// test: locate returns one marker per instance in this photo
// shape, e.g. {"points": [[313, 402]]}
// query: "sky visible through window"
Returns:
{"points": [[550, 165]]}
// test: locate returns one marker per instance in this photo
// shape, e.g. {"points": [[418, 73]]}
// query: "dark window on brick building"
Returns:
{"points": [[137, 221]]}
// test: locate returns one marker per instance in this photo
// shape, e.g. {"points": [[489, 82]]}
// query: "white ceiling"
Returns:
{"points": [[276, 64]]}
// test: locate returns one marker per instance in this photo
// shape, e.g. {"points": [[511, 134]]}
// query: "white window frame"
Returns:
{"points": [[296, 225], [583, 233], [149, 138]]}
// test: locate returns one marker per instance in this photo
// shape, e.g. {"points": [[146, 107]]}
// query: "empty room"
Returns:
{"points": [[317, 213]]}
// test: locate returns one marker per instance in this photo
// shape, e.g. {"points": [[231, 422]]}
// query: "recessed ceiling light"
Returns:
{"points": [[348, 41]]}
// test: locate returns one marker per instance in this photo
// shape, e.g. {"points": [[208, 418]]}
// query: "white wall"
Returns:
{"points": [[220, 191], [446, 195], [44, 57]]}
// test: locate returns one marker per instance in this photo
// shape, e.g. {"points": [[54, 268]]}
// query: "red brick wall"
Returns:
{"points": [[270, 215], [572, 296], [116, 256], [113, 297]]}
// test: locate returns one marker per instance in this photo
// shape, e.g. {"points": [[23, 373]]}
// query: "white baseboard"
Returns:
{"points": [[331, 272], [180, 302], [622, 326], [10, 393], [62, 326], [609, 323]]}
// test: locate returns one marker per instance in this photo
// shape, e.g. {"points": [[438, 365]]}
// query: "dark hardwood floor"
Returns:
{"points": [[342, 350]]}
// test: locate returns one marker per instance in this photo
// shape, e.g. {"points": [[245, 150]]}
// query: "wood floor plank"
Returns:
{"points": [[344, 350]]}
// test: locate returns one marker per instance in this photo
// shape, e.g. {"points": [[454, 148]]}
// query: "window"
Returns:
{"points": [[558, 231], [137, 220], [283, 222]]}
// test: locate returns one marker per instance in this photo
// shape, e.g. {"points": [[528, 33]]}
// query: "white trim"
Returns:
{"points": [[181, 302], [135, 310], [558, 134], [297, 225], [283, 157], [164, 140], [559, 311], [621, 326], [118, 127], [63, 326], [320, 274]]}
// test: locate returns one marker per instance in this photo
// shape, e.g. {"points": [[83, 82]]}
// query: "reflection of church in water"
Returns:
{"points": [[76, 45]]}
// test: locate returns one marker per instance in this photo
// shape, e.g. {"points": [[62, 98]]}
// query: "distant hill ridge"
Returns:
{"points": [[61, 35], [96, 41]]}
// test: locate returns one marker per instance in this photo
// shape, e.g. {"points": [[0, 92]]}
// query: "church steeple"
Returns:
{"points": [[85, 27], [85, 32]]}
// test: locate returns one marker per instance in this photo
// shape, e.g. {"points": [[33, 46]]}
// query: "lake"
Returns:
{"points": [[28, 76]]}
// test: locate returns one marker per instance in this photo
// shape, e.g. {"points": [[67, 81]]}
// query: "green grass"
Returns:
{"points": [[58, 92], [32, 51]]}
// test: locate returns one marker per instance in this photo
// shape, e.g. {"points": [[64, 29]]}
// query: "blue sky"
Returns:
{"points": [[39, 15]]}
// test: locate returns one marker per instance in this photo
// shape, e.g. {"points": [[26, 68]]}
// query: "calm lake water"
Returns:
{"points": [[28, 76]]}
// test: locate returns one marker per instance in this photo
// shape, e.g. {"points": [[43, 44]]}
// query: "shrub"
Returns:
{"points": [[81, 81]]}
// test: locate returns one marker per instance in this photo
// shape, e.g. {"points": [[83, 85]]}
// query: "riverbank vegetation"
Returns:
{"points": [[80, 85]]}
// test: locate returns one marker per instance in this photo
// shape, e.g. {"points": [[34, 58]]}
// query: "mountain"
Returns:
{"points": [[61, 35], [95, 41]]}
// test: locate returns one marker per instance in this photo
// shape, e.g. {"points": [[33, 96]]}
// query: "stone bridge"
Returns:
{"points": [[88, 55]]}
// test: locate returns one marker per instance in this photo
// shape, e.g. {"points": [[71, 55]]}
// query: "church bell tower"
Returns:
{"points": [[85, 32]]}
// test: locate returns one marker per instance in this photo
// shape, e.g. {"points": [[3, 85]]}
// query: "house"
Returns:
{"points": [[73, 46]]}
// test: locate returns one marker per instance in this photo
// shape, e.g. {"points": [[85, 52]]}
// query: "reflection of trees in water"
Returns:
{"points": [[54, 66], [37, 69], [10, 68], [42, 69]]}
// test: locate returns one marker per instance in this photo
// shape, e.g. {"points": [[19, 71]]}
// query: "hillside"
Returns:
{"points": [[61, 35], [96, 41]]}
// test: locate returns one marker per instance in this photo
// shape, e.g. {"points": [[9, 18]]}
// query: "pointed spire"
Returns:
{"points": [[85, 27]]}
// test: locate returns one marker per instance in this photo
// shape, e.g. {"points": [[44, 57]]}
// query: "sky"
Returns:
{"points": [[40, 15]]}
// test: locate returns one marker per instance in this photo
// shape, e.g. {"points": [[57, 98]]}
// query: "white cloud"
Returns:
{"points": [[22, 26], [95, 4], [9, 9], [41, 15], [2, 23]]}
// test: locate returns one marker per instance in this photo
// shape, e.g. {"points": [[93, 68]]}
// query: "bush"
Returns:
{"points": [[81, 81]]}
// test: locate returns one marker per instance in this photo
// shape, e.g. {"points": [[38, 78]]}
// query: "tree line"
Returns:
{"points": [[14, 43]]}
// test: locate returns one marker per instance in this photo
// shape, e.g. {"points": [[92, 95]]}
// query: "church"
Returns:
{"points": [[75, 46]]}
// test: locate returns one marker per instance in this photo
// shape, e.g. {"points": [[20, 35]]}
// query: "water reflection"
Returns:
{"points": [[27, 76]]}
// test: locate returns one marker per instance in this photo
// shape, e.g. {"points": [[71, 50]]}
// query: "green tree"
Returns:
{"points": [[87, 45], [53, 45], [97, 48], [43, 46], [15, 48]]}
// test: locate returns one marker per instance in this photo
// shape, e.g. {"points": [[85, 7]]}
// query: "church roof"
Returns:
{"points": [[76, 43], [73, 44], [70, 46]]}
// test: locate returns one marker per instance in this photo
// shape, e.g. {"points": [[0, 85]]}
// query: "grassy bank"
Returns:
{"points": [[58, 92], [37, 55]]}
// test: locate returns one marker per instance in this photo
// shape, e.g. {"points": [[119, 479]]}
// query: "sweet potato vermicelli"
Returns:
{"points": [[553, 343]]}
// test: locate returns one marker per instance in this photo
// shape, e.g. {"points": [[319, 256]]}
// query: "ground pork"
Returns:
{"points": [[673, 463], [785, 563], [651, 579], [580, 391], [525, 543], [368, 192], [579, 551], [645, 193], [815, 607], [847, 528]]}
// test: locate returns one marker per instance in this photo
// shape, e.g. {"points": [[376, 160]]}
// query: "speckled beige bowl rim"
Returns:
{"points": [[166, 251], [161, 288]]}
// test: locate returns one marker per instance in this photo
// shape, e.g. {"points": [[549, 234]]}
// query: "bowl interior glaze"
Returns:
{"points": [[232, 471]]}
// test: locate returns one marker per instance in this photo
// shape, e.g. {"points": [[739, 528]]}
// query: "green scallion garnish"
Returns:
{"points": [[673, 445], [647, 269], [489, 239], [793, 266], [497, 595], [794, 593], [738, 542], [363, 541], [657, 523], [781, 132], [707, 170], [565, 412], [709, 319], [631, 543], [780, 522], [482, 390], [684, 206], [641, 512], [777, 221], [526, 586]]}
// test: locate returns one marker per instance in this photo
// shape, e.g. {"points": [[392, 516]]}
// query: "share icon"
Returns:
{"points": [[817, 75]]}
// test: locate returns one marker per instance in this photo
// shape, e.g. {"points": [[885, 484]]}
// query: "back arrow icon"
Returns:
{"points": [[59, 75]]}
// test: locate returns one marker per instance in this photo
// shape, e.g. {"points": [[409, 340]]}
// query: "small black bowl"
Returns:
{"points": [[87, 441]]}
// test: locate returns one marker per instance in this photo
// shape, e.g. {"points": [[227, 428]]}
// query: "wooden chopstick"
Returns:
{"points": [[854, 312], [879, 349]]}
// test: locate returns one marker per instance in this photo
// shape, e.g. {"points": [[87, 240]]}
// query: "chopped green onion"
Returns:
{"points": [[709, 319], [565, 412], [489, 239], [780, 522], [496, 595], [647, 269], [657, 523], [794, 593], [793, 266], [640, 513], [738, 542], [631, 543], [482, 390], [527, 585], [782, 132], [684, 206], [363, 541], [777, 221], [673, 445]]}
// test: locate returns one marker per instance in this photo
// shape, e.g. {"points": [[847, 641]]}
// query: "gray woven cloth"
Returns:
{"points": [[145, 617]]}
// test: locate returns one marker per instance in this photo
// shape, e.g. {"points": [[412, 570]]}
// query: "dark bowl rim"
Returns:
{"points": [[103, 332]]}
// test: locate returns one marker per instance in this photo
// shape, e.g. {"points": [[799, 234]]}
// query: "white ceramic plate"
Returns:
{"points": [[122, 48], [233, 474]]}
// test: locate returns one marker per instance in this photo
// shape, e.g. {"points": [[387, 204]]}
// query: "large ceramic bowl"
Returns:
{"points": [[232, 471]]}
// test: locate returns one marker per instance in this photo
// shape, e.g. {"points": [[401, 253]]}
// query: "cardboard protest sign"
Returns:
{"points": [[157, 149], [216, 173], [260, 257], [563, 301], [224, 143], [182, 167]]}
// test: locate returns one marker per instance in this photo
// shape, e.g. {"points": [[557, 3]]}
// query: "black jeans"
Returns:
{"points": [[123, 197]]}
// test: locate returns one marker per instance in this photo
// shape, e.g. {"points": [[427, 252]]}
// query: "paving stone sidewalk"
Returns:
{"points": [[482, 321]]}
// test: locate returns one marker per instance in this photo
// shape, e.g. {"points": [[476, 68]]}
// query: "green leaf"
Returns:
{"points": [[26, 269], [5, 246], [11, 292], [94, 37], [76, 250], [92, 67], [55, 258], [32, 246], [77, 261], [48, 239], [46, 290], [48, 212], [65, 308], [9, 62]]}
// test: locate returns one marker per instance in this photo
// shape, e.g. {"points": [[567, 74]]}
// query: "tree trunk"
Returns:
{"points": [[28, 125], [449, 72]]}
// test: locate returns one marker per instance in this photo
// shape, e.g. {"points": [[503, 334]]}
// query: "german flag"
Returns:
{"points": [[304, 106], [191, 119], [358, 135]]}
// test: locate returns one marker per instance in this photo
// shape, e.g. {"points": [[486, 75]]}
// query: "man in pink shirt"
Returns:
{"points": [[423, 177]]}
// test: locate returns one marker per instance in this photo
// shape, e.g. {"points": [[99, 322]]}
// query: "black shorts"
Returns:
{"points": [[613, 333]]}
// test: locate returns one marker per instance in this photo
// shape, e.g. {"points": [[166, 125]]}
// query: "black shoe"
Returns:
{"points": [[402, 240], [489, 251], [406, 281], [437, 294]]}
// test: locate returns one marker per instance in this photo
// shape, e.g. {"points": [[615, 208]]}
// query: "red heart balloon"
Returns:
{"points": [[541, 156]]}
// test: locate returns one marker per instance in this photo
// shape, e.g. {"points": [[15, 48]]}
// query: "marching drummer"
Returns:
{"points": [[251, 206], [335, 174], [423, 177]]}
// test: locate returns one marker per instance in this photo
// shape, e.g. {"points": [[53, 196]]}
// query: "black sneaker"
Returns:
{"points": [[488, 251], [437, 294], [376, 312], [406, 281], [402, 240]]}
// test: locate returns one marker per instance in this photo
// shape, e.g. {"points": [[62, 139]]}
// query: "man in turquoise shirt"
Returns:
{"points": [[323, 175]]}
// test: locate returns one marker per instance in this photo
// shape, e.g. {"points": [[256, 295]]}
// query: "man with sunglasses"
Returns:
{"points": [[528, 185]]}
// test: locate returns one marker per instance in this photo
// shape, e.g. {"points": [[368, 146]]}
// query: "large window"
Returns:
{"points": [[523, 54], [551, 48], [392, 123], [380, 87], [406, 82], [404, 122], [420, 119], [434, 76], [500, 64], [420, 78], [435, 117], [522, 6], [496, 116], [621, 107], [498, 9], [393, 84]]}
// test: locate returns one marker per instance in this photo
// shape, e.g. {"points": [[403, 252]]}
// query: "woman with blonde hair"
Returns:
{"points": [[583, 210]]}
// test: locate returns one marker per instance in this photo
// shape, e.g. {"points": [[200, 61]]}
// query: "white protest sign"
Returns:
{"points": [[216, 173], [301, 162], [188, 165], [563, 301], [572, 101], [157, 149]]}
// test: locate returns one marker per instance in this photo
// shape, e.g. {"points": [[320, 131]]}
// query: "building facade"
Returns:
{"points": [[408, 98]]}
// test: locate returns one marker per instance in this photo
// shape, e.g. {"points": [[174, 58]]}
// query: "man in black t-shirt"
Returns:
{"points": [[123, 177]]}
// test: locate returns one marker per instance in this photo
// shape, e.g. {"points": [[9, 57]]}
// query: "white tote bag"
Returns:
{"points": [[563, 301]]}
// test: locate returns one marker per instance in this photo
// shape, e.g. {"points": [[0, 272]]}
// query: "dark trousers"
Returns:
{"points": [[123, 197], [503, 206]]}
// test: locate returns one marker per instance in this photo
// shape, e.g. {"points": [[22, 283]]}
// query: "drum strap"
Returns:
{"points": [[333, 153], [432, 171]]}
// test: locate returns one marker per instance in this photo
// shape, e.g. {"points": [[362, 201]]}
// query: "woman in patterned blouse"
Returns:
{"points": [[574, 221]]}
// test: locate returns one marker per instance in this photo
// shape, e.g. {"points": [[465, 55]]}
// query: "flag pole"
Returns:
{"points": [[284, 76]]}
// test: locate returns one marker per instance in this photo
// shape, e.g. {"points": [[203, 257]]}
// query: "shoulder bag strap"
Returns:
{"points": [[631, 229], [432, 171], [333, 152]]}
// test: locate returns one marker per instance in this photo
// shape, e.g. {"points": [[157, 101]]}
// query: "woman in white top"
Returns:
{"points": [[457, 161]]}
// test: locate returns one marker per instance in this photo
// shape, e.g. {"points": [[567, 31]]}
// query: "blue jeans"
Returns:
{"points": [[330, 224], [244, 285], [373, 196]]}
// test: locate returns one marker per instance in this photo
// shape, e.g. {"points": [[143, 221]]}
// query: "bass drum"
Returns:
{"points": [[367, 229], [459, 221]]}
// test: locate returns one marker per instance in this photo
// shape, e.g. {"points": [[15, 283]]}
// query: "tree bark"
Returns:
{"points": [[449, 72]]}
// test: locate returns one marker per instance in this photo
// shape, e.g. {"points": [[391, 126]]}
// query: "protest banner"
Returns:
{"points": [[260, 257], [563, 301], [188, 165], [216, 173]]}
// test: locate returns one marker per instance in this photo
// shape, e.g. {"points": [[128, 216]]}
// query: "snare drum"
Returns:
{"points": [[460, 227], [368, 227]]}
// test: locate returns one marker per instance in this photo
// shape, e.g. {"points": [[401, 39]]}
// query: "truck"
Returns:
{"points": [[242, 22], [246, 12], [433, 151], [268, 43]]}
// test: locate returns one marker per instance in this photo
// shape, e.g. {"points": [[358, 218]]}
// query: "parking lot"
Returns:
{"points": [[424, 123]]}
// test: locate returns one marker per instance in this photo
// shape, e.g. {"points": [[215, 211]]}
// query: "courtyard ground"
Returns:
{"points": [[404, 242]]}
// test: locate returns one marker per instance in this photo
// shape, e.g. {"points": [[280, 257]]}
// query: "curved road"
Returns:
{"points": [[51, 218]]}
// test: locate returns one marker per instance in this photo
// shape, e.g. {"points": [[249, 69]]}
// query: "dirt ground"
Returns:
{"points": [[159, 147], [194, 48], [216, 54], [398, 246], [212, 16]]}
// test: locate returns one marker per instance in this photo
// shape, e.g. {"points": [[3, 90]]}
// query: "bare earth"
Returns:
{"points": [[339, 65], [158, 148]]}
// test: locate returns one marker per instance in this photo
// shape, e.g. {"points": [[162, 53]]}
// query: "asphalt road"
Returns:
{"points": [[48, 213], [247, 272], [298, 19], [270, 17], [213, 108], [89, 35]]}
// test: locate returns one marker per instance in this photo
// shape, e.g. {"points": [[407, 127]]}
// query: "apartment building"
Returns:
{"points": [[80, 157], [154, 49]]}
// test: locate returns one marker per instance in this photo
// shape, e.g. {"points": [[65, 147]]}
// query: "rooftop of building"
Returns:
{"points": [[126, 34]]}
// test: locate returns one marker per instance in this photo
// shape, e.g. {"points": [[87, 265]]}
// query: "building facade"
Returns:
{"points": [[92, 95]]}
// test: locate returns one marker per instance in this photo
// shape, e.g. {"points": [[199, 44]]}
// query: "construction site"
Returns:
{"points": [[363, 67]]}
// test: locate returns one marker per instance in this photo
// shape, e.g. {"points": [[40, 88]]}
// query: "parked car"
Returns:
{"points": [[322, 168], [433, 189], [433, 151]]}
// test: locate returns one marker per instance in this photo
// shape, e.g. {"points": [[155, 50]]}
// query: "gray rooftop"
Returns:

=== Aim of the task ===
Report every line of the listing that contains the string "stone", copying each one in full.

=== Completed exercise ===
// query: "stone bridge"
// query: "paving stone sidewalk"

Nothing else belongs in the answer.